▸ YOUR TASKS:
#1 In the dog food forum thread, what food was josh83's dog eating when she vomited all the time?
#2 Pick up the dog food forum thread after its last line and keep it going.

My sisters lab was night and day. He looked great on innova, but it was too rich for him. Anal gland problems. Then we switched him to california natural and that issue cleared up within a few days. His glossy black coat became dull. I recently convinced her to try TOTW. She called me up and couldn't believe the difference in just a few days. Glossy coat is back:smile: I'm sure every dog is different, but this is one case where we saw instant results.


----------



## SamWu1 (Oct 15, 2010)

I saw little to no differences between kibbles, NB, EVO, Orijen, Blue, etc. Raw washen I saw significant differences. I'm sure if it was SD, Purina, IAMS, Eukanuba, etc. compared to a good product, the results would be more apparent.


----------



## SaltyDog (Mar 10, 2010)

I was very dissatisfied with Wellness Super 5. The itching was outta control and it was so low on calories, all they wanted to do was nap.


One of my dogs could not handle Orijen 6 Fish at all. Almost every time, she'd throw up. The other one ate it just fine, but got the squirts from it....:biggrin:.


I found with both of my dogs....for some very odd reason....that they both did better, functioned better and looked better on Orijen Large Breed Puppy over Orijen Adult. Doesn't make any sense 

The very best kibbles I've fed are hands down Evo Chicken/Turkey, Evo Red, Orijen LBP, and Canine Caviar Chicken. 








.


----------



## cprcheetah (Jul 14, 2010)

While not a 'high' quality food, I will never feed Avoderm products again, a few years back I fed it to my Standard Poodle, Cassie who got nutritional cataracts (confirmed by a doggie eye doctor) while on that food, we switched her to something else and the cataracts went away.


----------



## Jack Monzon (Jul 25, 2010)

My dog hated Nature's Variety Instinct and Prairie, and his stools weren't great, especially on Instinct. He was also itching terribly all the time. I switched to California Natural and he loves it, his crap is perfect, and he's not itching nearly as much anymore. That said, it could be a seasonal-allergy coincidence, as it's just started getting cold here in NY. But there's no doubt that he likes eating CN way more than the NV products. I tried a few different flavors of NV, too.


----------



## josh83 (Oct 24, 2010)

My dog use to be on Nutro and she would be vomiting all the time. I switched her to Orijen and she is doing great now. No more Vomiting.


----------



## chocolatelabguy (Nov 17, 2009)

We saw a huge difference in our lab when switching from Scince Diet to Chicken Soup. We saw a much smaller improvement, but improvement nonetheless, when we switched from Chicken Soup to TOTW. 

When I recommended a switch with my brother's highly allergic lab mix from Science Diet prescription formula (sorry, not sure exactly which one), to Chicken Soup, there was a dramatic difference for the better in coat quality, itching/scratching issues, and hot spots. I'm trying to convince him now to move up to a completely grain free formula to see if we can totally get rid of all allergen issues with his dog.


----------



## CorgiPaws (Mar 31, 2009)

▸ DATASET CONTENT:
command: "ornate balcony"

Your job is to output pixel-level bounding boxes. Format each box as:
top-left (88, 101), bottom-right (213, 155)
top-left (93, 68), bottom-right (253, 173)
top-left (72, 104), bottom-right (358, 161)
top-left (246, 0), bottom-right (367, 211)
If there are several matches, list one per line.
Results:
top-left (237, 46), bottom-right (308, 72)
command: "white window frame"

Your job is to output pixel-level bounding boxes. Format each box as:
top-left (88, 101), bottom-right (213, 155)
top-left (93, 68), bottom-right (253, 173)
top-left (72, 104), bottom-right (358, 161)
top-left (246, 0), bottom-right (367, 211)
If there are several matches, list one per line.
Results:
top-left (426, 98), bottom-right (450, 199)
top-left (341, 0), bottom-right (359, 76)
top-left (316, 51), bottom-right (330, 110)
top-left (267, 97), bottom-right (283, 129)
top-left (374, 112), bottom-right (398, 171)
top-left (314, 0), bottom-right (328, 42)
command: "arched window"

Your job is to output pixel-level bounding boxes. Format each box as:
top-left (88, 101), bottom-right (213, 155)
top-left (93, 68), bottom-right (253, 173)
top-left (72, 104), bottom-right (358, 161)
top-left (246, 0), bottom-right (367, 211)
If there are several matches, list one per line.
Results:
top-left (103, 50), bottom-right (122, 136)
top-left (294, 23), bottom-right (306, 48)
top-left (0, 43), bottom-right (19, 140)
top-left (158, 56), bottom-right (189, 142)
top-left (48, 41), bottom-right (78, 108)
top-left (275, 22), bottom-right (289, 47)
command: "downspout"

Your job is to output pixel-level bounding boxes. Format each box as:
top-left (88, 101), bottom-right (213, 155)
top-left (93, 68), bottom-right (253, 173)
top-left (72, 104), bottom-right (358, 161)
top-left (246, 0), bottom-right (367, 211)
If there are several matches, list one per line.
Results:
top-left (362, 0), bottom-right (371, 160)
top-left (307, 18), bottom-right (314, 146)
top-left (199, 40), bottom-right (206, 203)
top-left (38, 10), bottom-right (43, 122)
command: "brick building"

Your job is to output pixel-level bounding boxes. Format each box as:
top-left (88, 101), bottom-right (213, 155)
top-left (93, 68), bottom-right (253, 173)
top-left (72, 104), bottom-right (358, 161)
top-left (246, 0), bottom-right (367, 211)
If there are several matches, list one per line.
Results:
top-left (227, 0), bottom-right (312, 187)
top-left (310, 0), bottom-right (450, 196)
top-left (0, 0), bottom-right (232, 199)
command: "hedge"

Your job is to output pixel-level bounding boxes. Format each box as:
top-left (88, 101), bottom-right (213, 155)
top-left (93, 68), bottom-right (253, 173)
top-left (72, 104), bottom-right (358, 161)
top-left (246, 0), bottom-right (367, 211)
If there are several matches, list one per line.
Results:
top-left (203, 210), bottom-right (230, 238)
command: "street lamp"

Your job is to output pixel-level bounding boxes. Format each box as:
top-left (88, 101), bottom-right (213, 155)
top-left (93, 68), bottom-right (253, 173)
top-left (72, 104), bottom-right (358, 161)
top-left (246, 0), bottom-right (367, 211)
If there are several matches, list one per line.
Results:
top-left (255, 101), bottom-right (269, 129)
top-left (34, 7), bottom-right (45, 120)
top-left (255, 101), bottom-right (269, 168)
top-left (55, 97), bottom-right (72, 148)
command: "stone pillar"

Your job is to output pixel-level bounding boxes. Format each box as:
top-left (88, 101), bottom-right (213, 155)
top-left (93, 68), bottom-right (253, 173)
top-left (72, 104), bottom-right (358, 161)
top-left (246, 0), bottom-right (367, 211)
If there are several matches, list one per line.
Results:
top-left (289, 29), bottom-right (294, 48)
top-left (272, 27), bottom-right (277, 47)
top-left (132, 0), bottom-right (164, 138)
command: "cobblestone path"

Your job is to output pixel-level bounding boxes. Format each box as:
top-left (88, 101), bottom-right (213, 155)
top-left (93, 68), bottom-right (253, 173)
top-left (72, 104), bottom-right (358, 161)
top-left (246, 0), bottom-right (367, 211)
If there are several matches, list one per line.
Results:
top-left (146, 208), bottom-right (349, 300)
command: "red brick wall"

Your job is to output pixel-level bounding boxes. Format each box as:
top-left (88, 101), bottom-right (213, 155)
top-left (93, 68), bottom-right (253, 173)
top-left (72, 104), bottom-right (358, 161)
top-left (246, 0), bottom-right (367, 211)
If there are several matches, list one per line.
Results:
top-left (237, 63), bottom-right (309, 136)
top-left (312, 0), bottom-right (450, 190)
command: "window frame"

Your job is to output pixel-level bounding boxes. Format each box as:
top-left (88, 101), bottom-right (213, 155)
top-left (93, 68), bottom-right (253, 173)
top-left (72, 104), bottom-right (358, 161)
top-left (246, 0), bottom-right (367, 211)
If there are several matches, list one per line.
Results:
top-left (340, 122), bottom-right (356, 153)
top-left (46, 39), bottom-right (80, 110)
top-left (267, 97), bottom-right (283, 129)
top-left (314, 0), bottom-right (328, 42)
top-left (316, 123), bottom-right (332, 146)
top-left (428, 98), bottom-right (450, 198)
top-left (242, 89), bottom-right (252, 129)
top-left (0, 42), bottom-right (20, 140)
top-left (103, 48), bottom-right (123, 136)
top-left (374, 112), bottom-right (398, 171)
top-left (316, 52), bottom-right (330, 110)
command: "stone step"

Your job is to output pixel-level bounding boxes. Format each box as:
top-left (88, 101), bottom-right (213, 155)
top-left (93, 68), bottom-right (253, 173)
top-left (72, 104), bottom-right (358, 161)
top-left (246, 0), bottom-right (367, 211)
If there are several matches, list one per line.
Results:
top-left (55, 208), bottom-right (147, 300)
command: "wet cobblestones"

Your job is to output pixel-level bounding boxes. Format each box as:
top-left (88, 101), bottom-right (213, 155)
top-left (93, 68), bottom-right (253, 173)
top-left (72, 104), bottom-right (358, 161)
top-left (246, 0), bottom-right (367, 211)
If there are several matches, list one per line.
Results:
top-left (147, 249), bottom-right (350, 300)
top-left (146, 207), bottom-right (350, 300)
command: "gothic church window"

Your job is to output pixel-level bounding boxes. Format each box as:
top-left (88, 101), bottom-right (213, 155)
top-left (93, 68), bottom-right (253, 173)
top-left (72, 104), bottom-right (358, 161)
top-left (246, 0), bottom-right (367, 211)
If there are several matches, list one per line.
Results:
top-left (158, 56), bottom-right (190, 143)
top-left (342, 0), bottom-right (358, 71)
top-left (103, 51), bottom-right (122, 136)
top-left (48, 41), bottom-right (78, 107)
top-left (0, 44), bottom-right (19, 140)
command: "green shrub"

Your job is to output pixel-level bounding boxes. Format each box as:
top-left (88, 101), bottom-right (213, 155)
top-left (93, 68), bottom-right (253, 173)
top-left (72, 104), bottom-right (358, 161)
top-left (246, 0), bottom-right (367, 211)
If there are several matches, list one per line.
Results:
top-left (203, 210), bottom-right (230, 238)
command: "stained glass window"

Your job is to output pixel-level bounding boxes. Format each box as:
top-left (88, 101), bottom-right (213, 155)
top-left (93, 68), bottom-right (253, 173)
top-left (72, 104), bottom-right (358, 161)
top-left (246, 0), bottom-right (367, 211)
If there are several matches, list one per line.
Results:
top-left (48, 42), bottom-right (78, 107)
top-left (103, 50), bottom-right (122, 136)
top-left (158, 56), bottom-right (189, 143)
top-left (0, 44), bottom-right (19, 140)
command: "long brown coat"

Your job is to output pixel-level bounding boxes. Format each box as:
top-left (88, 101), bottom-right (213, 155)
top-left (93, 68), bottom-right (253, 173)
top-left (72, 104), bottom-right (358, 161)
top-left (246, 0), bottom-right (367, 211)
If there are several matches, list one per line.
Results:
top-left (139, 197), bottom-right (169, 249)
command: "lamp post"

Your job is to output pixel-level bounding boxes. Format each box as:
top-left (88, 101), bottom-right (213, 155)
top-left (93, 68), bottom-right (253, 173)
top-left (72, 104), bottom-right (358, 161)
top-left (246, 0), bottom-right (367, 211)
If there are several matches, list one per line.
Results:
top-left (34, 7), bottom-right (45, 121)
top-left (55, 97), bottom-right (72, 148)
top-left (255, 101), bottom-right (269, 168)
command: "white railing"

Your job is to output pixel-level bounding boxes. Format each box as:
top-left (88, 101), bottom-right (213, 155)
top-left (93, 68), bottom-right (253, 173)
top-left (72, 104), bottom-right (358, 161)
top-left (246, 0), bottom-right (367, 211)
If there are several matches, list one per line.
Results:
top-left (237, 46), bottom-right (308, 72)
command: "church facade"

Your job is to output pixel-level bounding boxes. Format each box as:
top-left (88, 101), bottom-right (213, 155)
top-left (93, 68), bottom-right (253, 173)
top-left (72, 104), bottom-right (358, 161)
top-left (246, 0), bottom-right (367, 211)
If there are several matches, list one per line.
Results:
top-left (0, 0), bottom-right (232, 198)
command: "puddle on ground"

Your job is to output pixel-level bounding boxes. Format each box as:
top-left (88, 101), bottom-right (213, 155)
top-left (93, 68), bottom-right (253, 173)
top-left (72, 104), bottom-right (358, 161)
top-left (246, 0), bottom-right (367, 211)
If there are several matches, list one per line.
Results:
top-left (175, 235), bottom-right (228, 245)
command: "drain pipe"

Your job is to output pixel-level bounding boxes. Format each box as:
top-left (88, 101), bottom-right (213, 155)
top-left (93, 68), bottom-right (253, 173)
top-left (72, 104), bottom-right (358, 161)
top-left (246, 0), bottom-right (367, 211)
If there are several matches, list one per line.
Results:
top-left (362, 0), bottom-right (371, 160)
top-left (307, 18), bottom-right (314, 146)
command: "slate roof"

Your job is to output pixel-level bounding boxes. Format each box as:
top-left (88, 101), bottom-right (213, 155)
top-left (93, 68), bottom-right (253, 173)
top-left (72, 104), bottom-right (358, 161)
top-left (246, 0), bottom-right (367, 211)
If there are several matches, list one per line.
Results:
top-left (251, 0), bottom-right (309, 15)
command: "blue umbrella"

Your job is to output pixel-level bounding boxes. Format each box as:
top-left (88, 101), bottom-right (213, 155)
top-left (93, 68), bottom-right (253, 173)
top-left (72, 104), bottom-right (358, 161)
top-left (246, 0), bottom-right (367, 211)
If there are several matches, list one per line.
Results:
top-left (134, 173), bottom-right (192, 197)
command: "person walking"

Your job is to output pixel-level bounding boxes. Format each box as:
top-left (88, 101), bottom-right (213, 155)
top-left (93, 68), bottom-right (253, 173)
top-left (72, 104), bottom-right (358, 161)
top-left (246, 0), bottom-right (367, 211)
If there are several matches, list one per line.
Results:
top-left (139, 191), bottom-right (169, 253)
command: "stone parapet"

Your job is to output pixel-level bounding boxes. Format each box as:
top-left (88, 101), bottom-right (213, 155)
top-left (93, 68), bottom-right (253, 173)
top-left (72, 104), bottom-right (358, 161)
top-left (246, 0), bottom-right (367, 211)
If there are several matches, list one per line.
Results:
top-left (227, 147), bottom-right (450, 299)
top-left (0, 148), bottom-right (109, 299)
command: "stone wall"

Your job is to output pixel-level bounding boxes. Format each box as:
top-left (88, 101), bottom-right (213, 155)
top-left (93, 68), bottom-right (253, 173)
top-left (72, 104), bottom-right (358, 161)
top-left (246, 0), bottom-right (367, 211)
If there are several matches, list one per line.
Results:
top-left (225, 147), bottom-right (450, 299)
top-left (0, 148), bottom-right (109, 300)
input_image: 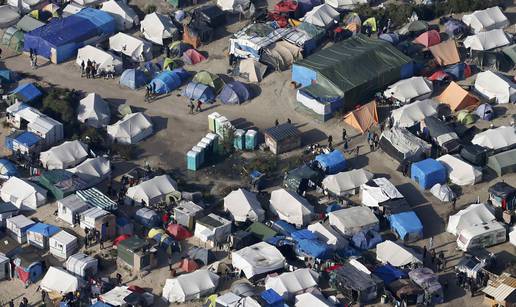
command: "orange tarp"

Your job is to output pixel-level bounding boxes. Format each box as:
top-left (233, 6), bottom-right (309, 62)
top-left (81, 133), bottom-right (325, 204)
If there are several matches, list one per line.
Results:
top-left (439, 82), bottom-right (478, 112)
top-left (344, 101), bottom-right (378, 133)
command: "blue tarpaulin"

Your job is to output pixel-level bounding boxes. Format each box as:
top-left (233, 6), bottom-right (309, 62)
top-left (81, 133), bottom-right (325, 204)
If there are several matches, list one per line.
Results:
top-left (315, 150), bottom-right (347, 175)
top-left (387, 211), bottom-right (423, 241)
top-left (410, 158), bottom-right (448, 190)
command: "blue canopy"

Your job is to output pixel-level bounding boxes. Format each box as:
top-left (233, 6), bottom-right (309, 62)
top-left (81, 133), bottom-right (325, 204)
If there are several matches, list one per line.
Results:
top-left (120, 68), bottom-right (147, 90)
top-left (315, 150), bottom-right (347, 175)
top-left (387, 211), bottom-right (423, 241)
top-left (373, 264), bottom-right (408, 285)
top-left (218, 81), bottom-right (250, 104)
top-left (182, 82), bottom-right (215, 103)
top-left (410, 158), bottom-right (448, 190)
top-left (11, 83), bottom-right (43, 102)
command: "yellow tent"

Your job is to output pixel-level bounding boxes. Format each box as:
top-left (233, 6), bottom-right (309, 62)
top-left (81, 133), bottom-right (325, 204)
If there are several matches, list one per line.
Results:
top-left (344, 100), bottom-right (378, 133)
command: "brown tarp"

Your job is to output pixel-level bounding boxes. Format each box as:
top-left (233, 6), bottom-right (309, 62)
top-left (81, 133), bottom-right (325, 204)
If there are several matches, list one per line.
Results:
top-left (429, 39), bottom-right (460, 66)
top-left (344, 101), bottom-right (378, 133)
top-left (439, 82), bottom-right (479, 112)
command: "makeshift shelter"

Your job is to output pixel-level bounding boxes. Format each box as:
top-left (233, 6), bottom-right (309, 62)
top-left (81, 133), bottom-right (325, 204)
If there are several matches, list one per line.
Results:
top-left (77, 93), bottom-right (111, 128)
top-left (475, 71), bottom-right (516, 103)
top-left (39, 140), bottom-right (88, 170)
top-left (231, 242), bottom-right (285, 279)
top-left (163, 270), bottom-right (219, 303)
top-left (328, 207), bottom-right (380, 236)
top-left (101, 0), bottom-right (140, 31)
top-left (109, 32), bottom-right (152, 62)
top-left (376, 240), bottom-right (423, 267)
top-left (322, 169), bottom-right (373, 196)
top-left (224, 189), bottom-right (265, 222)
top-left (344, 101), bottom-right (378, 133)
top-left (107, 112), bottom-right (154, 144)
top-left (270, 189), bottom-right (314, 226)
top-left (429, 39), bottom-right (460, 66)
top-left (391, 99), bottom-right (437, 128)
top-left (410, 158), bottom-right (448, 190)
top-left (119, 68), bottom-right (147, 90)
top-left (462, 6), bottom-right (510, 33)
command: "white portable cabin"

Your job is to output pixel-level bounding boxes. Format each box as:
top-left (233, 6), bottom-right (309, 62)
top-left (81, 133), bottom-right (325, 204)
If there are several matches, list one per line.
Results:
top-left (65, 253), bottom-right (99, 279)
top-left (57, 194), bottom-right (91, 226)
top-left (48, 230), bottom-right (79, 260)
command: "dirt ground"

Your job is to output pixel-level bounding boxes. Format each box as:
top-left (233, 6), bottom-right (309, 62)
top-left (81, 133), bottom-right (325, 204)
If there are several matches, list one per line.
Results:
top-left (0, 1), bottom-right (516, 306)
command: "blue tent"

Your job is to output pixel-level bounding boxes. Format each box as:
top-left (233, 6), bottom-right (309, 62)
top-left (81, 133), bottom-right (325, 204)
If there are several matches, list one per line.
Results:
top-left (410, 158), bottom-right (448, 190)
top-left (218, 81), bottom-right (251, 104)
top-left (387, 211), bottom-right (423, 242)
top-left (11, 83), bottom-right (43, 102)
top-left (315, 150), bottom-right (347, 175)
top-left (373, 264), bottom-right (408, 285)
top-left (182, 82), bottom-right (215, 103)
top-left (150, 70), bottom-right (181, 95)
top-left (120, 68), bottom-right (147, 90)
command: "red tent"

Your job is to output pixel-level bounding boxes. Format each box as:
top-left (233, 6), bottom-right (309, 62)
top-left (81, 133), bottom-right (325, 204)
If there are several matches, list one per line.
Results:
top-left (414, 30), bottom-right (441, 48)
top-left (167, 224), bottom-right (192, 241)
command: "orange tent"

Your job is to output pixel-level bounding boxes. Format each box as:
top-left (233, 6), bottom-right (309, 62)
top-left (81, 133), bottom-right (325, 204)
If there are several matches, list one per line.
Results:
top-left (438, 82), bottom-right (479, 112)
top-left (344, 101), bottom-right (378, 133)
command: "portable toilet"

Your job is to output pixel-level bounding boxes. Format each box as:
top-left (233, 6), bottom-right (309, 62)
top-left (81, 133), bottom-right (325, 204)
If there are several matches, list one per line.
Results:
top-left (245, 130), bottom-right (258, 150)
top-left (233, 129), bottom-right (245, 150)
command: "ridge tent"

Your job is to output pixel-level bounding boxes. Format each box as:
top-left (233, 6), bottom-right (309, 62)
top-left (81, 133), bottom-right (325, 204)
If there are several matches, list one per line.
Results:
top-left (101, 0), bottom-right (140, 31)
top-left (437, 81), bottom-right (479, 112)
top-left (270, 189), bottom-right (314, 226)
top-left (383, 77), bottom-right (433, 103)
top-left (344, 100), bottom-right (378, 134)
top-left (224, 189), bottom-right (265, 222)
top-left (107, 112), bottom-right (154, 144)
top-left (109, 32), bottom-right (152, 62)
top-left (39, 140), bottom-right (88, 170)
top-left (475, 71), bottom-right (516, 103)
top-left (119, 68), bottom-right (147, 90)
top-left (75, 45), bottom-right (122, 74)
top-left (410, 158), bottom-right (448, 190)
top-left (77, 93), bottom-right (111, 128)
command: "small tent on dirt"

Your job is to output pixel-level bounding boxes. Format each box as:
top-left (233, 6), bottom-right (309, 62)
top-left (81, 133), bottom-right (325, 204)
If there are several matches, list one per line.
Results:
top-left (344, 101), bottom-right (378, 133)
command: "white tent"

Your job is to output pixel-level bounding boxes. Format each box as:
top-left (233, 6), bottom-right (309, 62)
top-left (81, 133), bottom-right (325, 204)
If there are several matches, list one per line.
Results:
top-left (303, 4), bottom-right (340, 28)
top-left (77, 93), bottom-right (111, 128)
top-left (462, 6), bottom-right (510, 33)
top-left (446, 204), bottom-right (496, 235)
top-left (231, 242), bottom-right (285, 279)
top-left (39, 140), bottom-right (88, 170)
top-left (376, 240), bottom-right (422, 267)
top-left (328, 207), bottom-right (380, 236)
top-left (68, 157), bottom-right (111, 187)
top-left (360, 177), bottom-right (403, 207)
top-left (107, 112), bottom-right (154, 144)
top-left (224, 189), bottom-right (265, 222)
top-left (126, 175), bottom-right (177, 206)
top-left (464, 30), bottom-right (510, 50)
top-left (265, 269), bottom-right (319, 300)
top-left (101, 0), bottom-right (140, 31)
top-left (322, 169), bottom-right (373, 196)
top-left (307, 222), bottom-right (349, 250)
top-left (391, 99), bottom-right (437, 128)
top-left (437, 155), bottom-right (482, 186)
top-left (163, 270), bottom-right (219, 303)
top-left (270, 189), bottom-right (314, 226)
top-left (471, 126), bottom-right (516, 150)
top-left (0, 177), bottom-right (47, 210)
top-left (383, 77), bottom-right (433, 103)
top-left (39, 266), bottom-right (83, 295)
top-left (75, 45), bottom-right (123, 74)
top-left (140, 12), bottom-right (177, 45)
top-left (475, 71), bottom-right (516, 103)
top-left (109, 32), bottom-right (152, 62)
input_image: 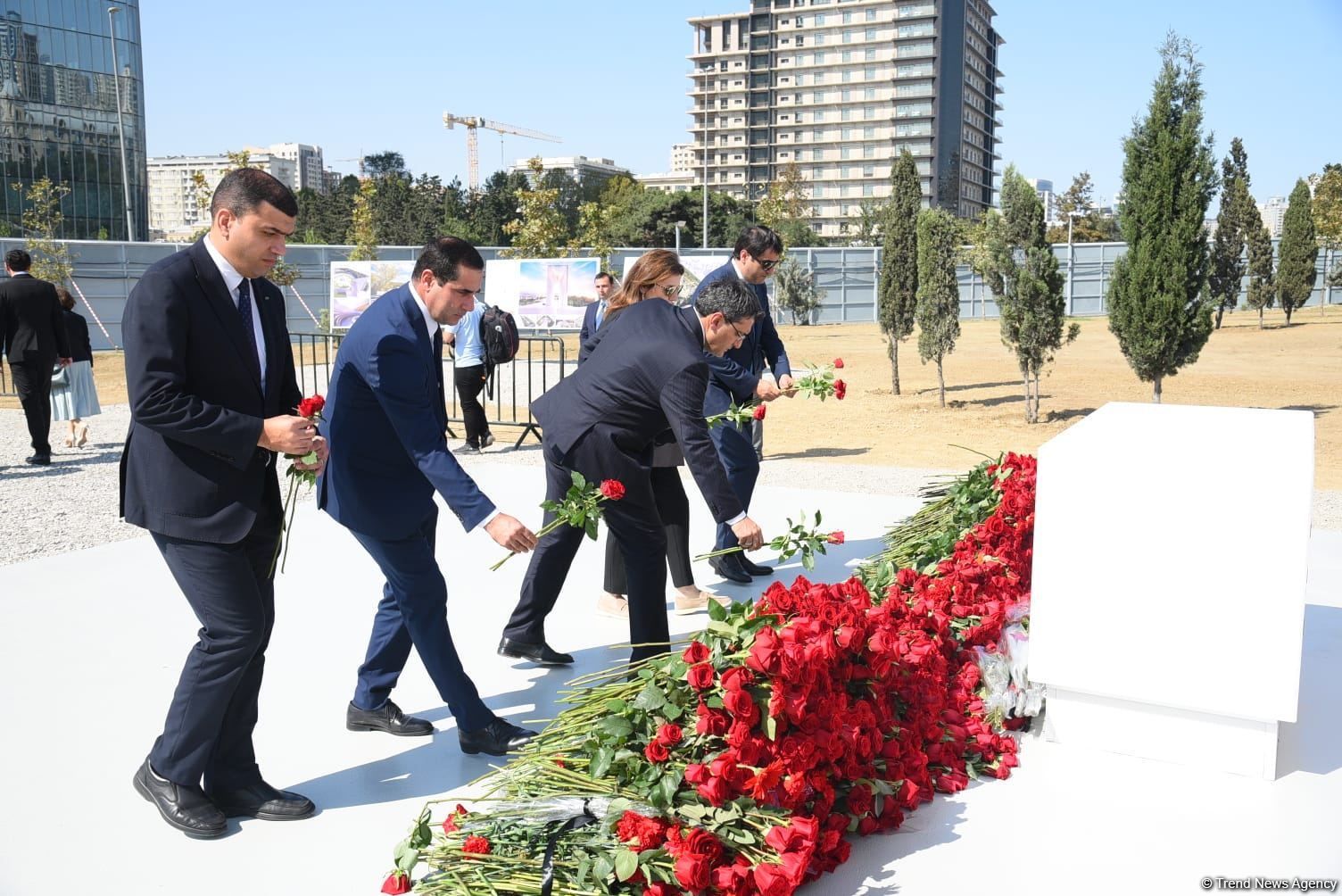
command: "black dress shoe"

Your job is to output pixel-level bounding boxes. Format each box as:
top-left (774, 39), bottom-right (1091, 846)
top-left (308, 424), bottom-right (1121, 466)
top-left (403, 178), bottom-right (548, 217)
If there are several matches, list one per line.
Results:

▸ RESULTS BY TASK:
#1 Nutro

#2
I saw a HUGE difference in my GSD mix going from Pedigree/ Beneful to Wellness Super5Mix. 
I had poor results with both EVO and Canidae, but still better than on the junk food. 
Oddly, Kirkland was the kibble he's done best on, an what he's eating while my father-in-law has him until Summer. 
Of course, when we buy a house this summer, and he comes home, it'll be raw all the way.


----------



## vigornj (Nov 4, 2010)

When we rescued Ozzy (3 y/o Male Dobe) he was being fed Kibbles & Bits by his previous owner, he was overweight, low energy, diarrhea often, dry skin and in general a poor coat.

We switched him from Kibbles & Bits to Wellness Super5Mix (I think it's called), noticed a massive change for the better, we ended up moving him to TOTW from Wellness and while the improvement was very minor, on TOTW his poop is excellent now


----------



## channeledbymodem (Dec 25, 2008)

ruckusluvr said:


> i honestly have yet to find a high quality kibble that i got better results with than just feeding 4health, diamond naturals, or kirklands.
> but i still feed better quality although i dont see much difference.


Amen. Of course I would *never* feed a dog *any* kibble exclusively over any length of time. In our home, kibble meals are almost always supplemented with high quality canned or "real" food.

I feed kibble because my DW relates to it (her family all feed their dogs kibble day in and day out), it's easy, it's supposed to have life sustaining ingredients.

If I were a bachelor (not bloody likely and thank goodness) I would feed raw meaty bones and BARF glop. But as things are, kibble comes into our lives.

My mantra is: it is better to feed mediocre kibbles in rotation and moderation with *real* fresh foods, cooked or raw, than to feed the "best" kibble ever made month in and month out for a long period of time.

Just my 2 cents.


----------



## Jack Monzon (Jul 25, 2010)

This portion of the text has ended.